> **EXTRACTED TEXT**:
— begin —
- Created by: Brian Cosgrove; Mark Hall;
- Starring: Richard Briers; Jimmy Hibbert; Myfanwy Talog; Brian Trueman; Brian Wilde;
- Opening theme: "Alias the Jester" by Keith Hopwood and Malcolm Rowe
- Country of origin: United Kingdom
- Original language: English
- No. of episodes: 13

Production
- Executive producer: John Hambley
- Running time: 10 minutes
- Production company: Cosgrove Hall Productions

Original release
- Network: ITV (CITV)
- Release: 13 November 1985 – 20 February 1986

= Alias the Jester =

British animated television series

Alias the Jester is a British animated series created by Cosgrove Hall Productions, airing in 13 episodes on ITV starting on 13 November 1985. The Australian Broadcasting Corporation aired the show in 1987 during their after school timeslot and it is considered one of the Classic ABC shows. The show was also aired on TVNZ. GBC TV in Gibraltar aired the series several times in the late 1980s, mainly as a filler during the children's 6:30pm–7:30pm weekday slot.

It won the BAFTA Award for Best Short Animation at the 39th British Academy Film Awards.

==Synopsis==
The show follows the adventures of a time traveller by the name of Alias and his dog-like companion Boswell. After their malfunctioning ship gets stuck in the Earth's magnetic pole, they crash-land in a Middle Age kingdom called Houghton Bottoms, ruled by the diminutive King Arthur and his wife Queen Edith with their daughter Princess Amaranth.

Taking up a secret identity of sorts as Alias the Jester, he gains employment at the court and befriends the bumbling court wizard Meredith. When the situation calls for it, Alias instantly changes back into his red uniform, which enables him to fly, and a degree of super strength, which he can use to face the various villains of the show. Each episode inevitably ends with Arthur firing Alias and Meredith (exception being the initial episode in which Arthur proclaims "you're hired").

==Characters==
Alias the Jester – A "time traveller bold" as said in the title track. After crashing in the Middle Ages he gets a job as a jester for King Arthur. He also fights crime as the Red Knight, who the wizard Meredith believes he summoned. Alias is a stereotypical hero in many ways, possessing an urge to do what is right; however, he also has a distinct but subtle sarcastic edge, which he sometimes uses in conversation, especially with Meredith. The feathers on his head appear to be part of his head rather than his suit as they are seen moving and could be the source of his flight.
— end —
Continue the article on the Alias the Jester cartoon series from the point where it ends.

> **RAW DATA**:
— begin —
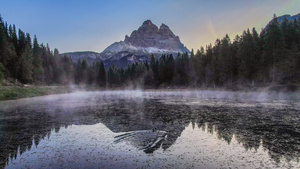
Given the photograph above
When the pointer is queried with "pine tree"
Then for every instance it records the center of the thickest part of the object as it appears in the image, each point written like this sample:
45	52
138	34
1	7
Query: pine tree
101	75
37	62
25	72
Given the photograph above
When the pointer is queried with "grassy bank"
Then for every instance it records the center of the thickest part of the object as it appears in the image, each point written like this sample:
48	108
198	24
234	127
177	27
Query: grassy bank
15	92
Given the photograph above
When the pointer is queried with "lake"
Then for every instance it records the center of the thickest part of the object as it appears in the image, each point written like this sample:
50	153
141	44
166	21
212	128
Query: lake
152	129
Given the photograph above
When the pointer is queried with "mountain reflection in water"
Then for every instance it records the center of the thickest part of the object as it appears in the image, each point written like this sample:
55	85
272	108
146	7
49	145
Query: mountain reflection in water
272	125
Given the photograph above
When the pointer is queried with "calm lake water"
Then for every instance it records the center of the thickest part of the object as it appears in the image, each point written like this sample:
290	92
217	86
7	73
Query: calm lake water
151	129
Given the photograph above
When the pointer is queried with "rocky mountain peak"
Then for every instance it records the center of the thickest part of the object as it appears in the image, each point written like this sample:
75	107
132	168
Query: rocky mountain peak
— end —
> **RESULT**:
Boswell – Alias' dog-like alien companion, apparently possessing a fairly high intellect as he is able to understand Alias and take orders. He is, however, only able to communicate with beeping and honking sounds, which presumably make up his language. Often he is among the first to sense danger.

Meredith – The bumbling but well-meaning court wizard of King Arthur. In an attempt to save the kingdom from its various enemies, he tried to summon a magical Red Knight. At that moment, completely coincidentally, Alias' ship crashed. From that point on, Meredith believes him to be the hero he had summoned.

==Episodes==

| No. | Title | Original release date |
| 1 | "Alias the Jester" | 13 November 1985 |
After a technical fault with his ship, Alias and his companion Boswell crash land in Houghton Bottoms in Medieval times. He rescues a baby dragon who his mother cannot find. Later, Meredith recognises the two feathers on Alias' head so in order to hide his feathers Alias disguises himself as a Jester, before he gets hired he has to tell a joke to King Arthur unfortunately Alias does not know what a joke is and then he tells that he is not a Jester and that his ship crashed into Houghton Bottoms however Arthur takes it as a joke and then hires him along with Meredith. Note: This is the first episode of the series, so the full title card is not shown and also Alias gets hired in this episode while in all the later episodes he will be fired for various reasons.
| 2 | "The Ring" | 20 November 1985 |
Meredith finds a ring inside a book and takes him to an Island Alias and Boswell come too and they meet a slimy creature who used to be a human but was turned to a slimy creature by a villain named the Black Najjer and he stole his magic stick so Alias, Boswell and Meredith go to see the Black Najjer who eventually gets turned into a slimy creature in the end the slimy creature gets turned back to a human and all the other wizards, when they go back to the castle they crach land on King Arthur's pool table who eventually fires them. Note: This the first episode with the full opening sequence and the first episode in which Alias and sometimes Meredith as well gets fired in the end somehow he gets his job back in the next episode.
| 3 | "The Amazing Dancing Bear" | 27 November 1985 |
King Arthur tells Alias to get The Amazing Dancing Bear.
| 4 | "The Viking Airship" | 4 December 1985 |
Vikings come to Houghton Bottoms.
| 5 | "Ready When You Are, King Arthur!" | 11 December 1985 |
A crew of film produces come to Houghton Bottoms to make a film called The Kidnapped Princess but really they are there to kidnap Princess Amaranth.
| 6 | "The Giant's Visit" | 18 December 1985 |
A family of Giants visit Houghton Bottoms.
| 7 | "The Walking Island" | 10 January 1986 |
| 8 | "Monster of the Lake" | 17 January 1986 |
A monster lurks from the lake of Houghton Bottoms.
| 9 | "Magic Metal" | 24 January 1986 |
A con man uses Sir Pinkley to buy one of the armors so he can control Sir Pinkley in the Armour.
| 10 | "The Lost Ark" | 31 January 1986 |
An ark is lost.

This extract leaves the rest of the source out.